Supplied material ->
····················

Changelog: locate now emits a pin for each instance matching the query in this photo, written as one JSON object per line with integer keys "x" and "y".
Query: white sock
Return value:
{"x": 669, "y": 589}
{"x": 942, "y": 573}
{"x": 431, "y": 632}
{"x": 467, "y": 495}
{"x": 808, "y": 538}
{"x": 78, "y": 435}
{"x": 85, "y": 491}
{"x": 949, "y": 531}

····················

Do this ->
Could you write out the listing above word for word, every line in order?

Task output ->
Changelog: locate now emits a pin for each instance matching the query in this photo, written as one JSON object per line with integer keys "x" and "y".
Query: white sock
Return value:
{"x": 669, "y": 589}
{"x": 942, "y": 573}
{"x": 431, "y": 632}
{"x": 467, "y": 495}
{"x": 808, "y": 538}
{"x": 78, "y": 435}
{"x": 85, "y": 491}
{"x": 949, "y": 531}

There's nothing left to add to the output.